Rewrite all of the entries below, including the requests, and scale every coordinate in the answers by 1.15, rounding each result to the nearest whole number with halves rounded up. Leave the pictures out of your answer.

Start of STORED DATA

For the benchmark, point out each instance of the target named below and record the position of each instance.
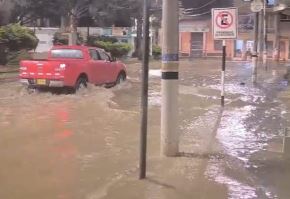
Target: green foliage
(16, 56)
(156, 52)
(15, 42)
(93, 38)
(62, 39)
(16, 37)
(110, 45)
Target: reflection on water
(86, 145)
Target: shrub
(15, 42)
(16, 56)
(60, 38)
(93, 38)
(156, 52)
(16, 37)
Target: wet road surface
(85, 146)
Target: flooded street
(86, 146)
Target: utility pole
(276, 55)
(255, 47)
(265, 34)
(260, 37)
(170, 76)
(144, 94)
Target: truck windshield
(67, 53)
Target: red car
(72, 67)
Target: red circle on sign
(220, 17)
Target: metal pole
(170, 76)
(144, 96)
(276, 54)
(223, 73)
(255, 47)
(265, 34)
(260, 38)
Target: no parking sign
(225, 23)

End of STORED DATA

■ TASK SOLUTION ■
For the benchmark, point out each instance of the target named below and record the position of each instance.
Target: green foliage
(18, 64)
(179, 60)
(17, 48)
(107, 44)
(71, 45)
(18, 43)
(127, 52)
Target: reflection on water
(99, 167)
Target: shrub
(17, 48)
(18, 64)
(69, 44)
(107, 44)
(179, 60)
(18, 43)
Target: wet road surface
(98, 168)
Target: flooded street
(99, 168)
Target: utility pole
(317, 63)
(293, 54)
(305, 39)
(299, 43)
(196, 87)
(166, 108)
Target: truck windshield
(77, 61)
Target: red car
(83, 77)
Target: red circle on sign
(253, 20)
Target: metal pole
(196, 87)
(166, 110)
(317, 62)
(256, 84)
(293, 54)
(305, 39)
(299, 44)
Target: no parking sign
(259, 26)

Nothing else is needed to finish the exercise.